Exercise aim: Could you give the records below again exactly as they stand?

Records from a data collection
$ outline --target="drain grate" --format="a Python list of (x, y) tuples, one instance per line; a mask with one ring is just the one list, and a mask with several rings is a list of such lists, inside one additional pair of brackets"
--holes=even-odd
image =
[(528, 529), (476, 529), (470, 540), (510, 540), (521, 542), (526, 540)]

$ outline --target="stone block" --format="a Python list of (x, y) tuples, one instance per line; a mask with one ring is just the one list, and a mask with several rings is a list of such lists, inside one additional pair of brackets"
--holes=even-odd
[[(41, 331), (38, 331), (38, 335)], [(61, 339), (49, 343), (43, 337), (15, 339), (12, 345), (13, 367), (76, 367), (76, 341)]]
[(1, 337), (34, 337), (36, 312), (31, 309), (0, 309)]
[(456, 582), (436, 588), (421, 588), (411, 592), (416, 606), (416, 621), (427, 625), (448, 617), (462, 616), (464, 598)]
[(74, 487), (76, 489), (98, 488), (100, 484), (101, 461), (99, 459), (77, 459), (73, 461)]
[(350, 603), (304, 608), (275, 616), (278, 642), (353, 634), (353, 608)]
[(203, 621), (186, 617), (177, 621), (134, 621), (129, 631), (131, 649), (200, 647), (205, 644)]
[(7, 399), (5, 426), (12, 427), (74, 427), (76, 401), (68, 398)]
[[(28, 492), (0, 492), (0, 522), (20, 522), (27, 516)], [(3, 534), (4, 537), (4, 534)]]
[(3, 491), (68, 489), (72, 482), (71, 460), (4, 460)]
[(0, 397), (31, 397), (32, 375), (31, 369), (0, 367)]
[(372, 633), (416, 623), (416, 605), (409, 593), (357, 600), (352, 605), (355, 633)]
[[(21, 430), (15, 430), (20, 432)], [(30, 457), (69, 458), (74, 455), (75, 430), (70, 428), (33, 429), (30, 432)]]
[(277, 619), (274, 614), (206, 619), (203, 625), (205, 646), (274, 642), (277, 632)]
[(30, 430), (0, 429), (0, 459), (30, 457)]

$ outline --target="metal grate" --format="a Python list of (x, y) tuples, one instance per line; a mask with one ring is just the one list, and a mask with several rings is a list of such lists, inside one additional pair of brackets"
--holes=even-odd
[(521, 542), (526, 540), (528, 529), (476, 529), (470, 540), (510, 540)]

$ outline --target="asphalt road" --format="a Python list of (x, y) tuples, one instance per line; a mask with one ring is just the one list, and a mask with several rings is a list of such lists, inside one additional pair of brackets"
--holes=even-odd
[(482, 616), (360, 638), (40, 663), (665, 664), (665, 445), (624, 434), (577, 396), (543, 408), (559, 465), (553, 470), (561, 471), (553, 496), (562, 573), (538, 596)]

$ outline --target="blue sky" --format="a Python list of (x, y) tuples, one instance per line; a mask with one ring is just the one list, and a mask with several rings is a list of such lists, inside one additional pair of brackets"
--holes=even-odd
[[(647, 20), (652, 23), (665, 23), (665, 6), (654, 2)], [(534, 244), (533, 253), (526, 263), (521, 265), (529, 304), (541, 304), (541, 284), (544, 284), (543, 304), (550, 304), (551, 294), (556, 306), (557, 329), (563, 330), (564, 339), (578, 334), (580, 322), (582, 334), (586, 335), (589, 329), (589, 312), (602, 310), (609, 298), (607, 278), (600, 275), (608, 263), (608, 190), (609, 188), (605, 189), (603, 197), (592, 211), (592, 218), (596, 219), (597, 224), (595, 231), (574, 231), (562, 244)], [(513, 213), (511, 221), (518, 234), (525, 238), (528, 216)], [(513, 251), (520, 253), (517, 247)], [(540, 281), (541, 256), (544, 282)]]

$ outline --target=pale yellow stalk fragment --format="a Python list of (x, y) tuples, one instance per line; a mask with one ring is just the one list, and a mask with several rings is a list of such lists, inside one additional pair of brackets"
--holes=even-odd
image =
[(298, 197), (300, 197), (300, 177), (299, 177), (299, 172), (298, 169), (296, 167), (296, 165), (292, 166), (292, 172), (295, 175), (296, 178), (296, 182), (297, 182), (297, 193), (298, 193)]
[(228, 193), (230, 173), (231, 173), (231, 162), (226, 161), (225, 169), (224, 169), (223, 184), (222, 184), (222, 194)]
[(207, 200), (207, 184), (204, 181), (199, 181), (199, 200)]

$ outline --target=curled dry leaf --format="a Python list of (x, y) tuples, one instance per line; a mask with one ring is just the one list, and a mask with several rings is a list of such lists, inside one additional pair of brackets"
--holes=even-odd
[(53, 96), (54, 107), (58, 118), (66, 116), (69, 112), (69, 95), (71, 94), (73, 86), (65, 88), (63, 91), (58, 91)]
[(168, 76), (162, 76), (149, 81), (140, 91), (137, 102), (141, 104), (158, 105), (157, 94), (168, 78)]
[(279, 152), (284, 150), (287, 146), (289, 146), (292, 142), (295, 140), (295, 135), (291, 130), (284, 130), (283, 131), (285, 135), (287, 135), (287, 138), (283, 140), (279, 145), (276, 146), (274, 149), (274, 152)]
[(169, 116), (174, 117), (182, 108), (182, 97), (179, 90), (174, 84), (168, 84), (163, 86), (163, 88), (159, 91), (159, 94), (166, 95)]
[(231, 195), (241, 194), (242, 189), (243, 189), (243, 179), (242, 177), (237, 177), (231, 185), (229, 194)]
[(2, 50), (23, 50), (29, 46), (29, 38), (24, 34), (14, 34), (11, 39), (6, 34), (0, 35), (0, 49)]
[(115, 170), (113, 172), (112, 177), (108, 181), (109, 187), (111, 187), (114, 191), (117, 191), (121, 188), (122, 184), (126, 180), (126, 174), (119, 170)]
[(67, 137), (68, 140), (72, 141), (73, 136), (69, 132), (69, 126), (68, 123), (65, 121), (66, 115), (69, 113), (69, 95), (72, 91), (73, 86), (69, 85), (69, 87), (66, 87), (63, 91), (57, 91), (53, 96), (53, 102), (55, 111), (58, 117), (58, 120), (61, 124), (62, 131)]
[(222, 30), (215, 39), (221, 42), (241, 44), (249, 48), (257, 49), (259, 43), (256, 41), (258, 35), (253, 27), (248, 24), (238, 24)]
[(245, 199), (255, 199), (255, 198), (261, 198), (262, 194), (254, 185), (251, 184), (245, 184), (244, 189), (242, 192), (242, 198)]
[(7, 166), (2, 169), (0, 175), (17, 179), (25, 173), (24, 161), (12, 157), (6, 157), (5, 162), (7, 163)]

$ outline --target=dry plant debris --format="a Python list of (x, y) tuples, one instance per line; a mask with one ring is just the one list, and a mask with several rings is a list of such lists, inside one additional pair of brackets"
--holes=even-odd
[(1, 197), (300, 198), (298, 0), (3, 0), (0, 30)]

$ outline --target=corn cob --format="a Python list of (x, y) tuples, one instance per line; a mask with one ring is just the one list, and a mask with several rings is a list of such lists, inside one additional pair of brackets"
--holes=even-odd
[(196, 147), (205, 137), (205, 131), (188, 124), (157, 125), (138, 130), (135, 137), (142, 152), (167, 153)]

Task output:
$ outline --target="drain grate" --format="a Python list of (x, y) tuples, one instance per line; a mask with one ring is just the one list, and a mask with several rings is a list of such lists, inside one additional pair of brackets"
--holes=even-odd
image =
[(528, 529), (476, 529), (470, 540), (510, 540), (521, 542), (526, 540)]

$ outline --target="stone block" --format="a Python list of (x, y) tuples, one instance per line; a mask with one ring is just the one list, and a mask with several rings is a list of such lists, inside one additional pair of brackets"
--holes=even-odd
[[(41, 331), (38, 331), (38, 335)], [(61, 339), (49, 343), (43, 337), (15, 339), (12, 345), (13, 367), (76, 367), (76, 341)]]
[(1, 337), (34, 337), (36, 312), (31, 309), (0, 309)]
[(456, 582), (436, 588), (421, 588), (411, 592), (416, 606), (416, 621), (427, 625), (448, 617), (462, 616), (464, 598)]
[(74, 487), (76, 489), (98, 488), (100, 484), (101, 461), (99, 459), (77, 459), (73, 461)]
[(350, 603), (304, 608), (275, 616), (278, 642), (353, 634), (353, 608)]
[(203, 621), (186, 617), (177, 621), (134, 621), (129, 631), (131, 649), (200, 647), (205, 644)]
[(7, 399), (5, 426), (12, 427), (74, 427), (76, 401), (68, 398)]
[[(28, 492), (0, 492), (0, 522), (20, 522), (27, 516)], [(3, 534), (4, 537), (4, 534)]]
[(3, 491), (68, 489), (72, 482), (71, 460), (4, 460)]
[(0, 397), (31, 397), (32, 375), (31, 369), (0, 367)]
[(372, 633), (416, 623), (416, 605), (409, 593), (357, 600), (352, 605), (355, 633)]
[[(21, 430), (15, 430), (20, 432)], [(30, 457), (69, 458), (74, 455), (75, 430), (70, 428), (33, 429), (30, 432)]]
[(277, 619), (274, 614), (206, 619), (203, 625), (205, 646), (274, 642), (277, 632)]
[(30, 430), (0, 429), (0, 459), (30, 457)]

$ outline --target="metal grate" --format="a Python list of (x, y) tuples, one instance per line; a mask with one ring is just the one list, and a mask with several rings is a list of such lists, inside one additional pair of brackets"
--holes=even-odd
[(521, 542), (526, 540), (528, 529), (476, 529), (470, 540), (510, 540)]

$ outline --target="asphalt road" --format="a Python list of (x, y) tuples, one instance per line; a mask with one ring is just the one list, and a mask with several rings is a list of such lists, inside one additional pair of brackets"
--holes=even-odd
[(482, 616), (360, 638), (40, 663), (665, 664), (665, 445), (624, 434), (577, 396), (543, 408), (559, 465), (553, 470), (561, 471), (553, 496), (562, 573), (538, 596)]

$ outline --target="blue sky" --format="a Python list of (x, y) tuples, one instance per line; a mask with one ring is just the one list, and a mask with several rings is a list of such lists, inside one additional pair of brackets"
--holes=even-odd
[[(647, 20), (652, 23), (665, 23), (665, 6), (654, 2)], [(534, 244), (533, 253), (526, 263), (521, 265), (529, 304), (541, 304), (541, 284), (544, 284), (543, 304), (550, 304), (551, 294), (556, 306), (557, 329), (563, 330), (564, 339), (578, 334), (580, 322), (582, 334), (586, 335), (589, 329), (589, 312), (602, 310), (609, 298), (607, 278), (600, 275), (608, 263), (608, 190), (609, 188), (605, 189), (603, 197), (592, 211), (592, 218), (596, 219), (597, 224), (595, 231), (574, 231), (562, 244)], [(513, 213), (511, 221), (518, 234), (525, 238), (528, 216)], [(513, 251), (520, 253), (517, 247)], [(540, 281), (541, 256), (544, 282)]]

$ outline --target=pale yellow stalk fragment --format="a Python list of (x, y) tuples, one instance per line; a mask with one ring is just the one list, and a mask with several rings is a list of such lists, inside one additional pair of brackets"
--holes=even-odd
image =
[(298, 197), (300, 197), (300, 177), (299, 177), (299, 172), (298, 169), (296, 167), (296, 165), (292, 166), (292, 172), (295, 175), (296, 178), (296, 182), (297, 182), (297, 193), (298, 193)]
[(228, 193), (230, 173), (231, 173), (231, 162), (226, 161), (225, 169), (224, 169), (223, 184), (222, 184), (222, 194)]
[(207, 200), (207, 184), (204, 181), (199, 181), (199, 200)]

$ outline --target=curled dry leaf --format="a Python list of (x, y) tuples, one instance per line; a mask with one ring is just the one list, and a mask with several rings is a list of such lists, inside one additional pair of brackets"
--holes=even-odd
[(53, 96), (54, 107), (58, 118), (66, 116), (69, 112), (69, 95), (71, 94), (73, 86), (65, 88), (63, 91), (58, 91)]
[(168, 76), (162, 76), (149, 81), (140, 91), (137, 102), (141, 104), (158, 105), (157, 94), (168, 78)]
[(279, 152), (284, 150), (287, 146), (289, 146), (292, 142), (295, 140), (295, 135), (291, 130), (284, 130), (283, 131), (285, 135), (287, 135), (287, 138), (283, 140), (279, 145), (276, 146), (274, 149), (274, 152)]
[(169, 116), (174, 117), (182, 108), (182, 97), (179, 90), (174, 84), (168, 84), (163, 86), (163, 88), (159, 91), (159, 94), (166, 95)]
[(231, 195), (241, 194), (242, 189), (243, 189), (243, 179), (242, 177), (237, 177), (231, 185), (229, 194)]
[(2, 50), (23, 50), (29, 46), (29, 38), (24, 34), (14, 34), (11, 39), (6, 34), (0, 35), (0, 49)]
[(115, 170), (113, 172), (112, 177), (108, 181), (109, 187), (111, 187), (114, 191), (117, 191), (121, 188), (122, 184), (126, 180), (126, 174), (119, 170)]
[(67, 137), (68, 140), (72, 141), (73, 136), (69, 132), (69, 126), (68, 123), (65, 121), (66, 115), (69, 113), (69, 95), (72, 91), (73, 86), (69, 85), (69, 87), (66, 87), (63, 91), (57, 91), (53, 96), (53, 102), (55, 111), (58, 117), (58, 120), (61, 124), (62, 131)]
[(222, 30), (215, 39), (221, 42), (241, 44), (249, 48), (257, 49), (259, 43), (256, 41), (258, 35), (253, 27), (248, 24), (238, 24)]
[(245, 199), (255, 199), (255, 198), (261, 198), (262, 194), (254, 185), (251, 184), (245, 184), (244, 189), (242, 192), (242, 198)]
[(7, 166), (2, 169), (0, 175), (17, 179), (25, 173), (24, 161), (12, 157), (6, 157), (5, 162), (7, 163)]

$ outline --target=dry plant debris --format="a Python list of (x, y) tuples, one instance per line; a mask with one ring is just the one list, and a mask with several rings is a list of such lists, inside one additional pair of brackets"
--holes=even-odd
[(1, 197), (300, 198), (298, 0), (3, 0), (0, 30)]

$ outline --target=corn cob --format="a Python list of (x, y) tuples, one instance per line; a mask with one ring is just the one list, and a mask with several rings is a list of such lists, inside one additional pair of brackets"
--holes=even-odd
[(196, 147), (205, 137), (205, 131), (188, 124), (157, 125), (138, 130), (135, 137), (142, 152), (167, 153)]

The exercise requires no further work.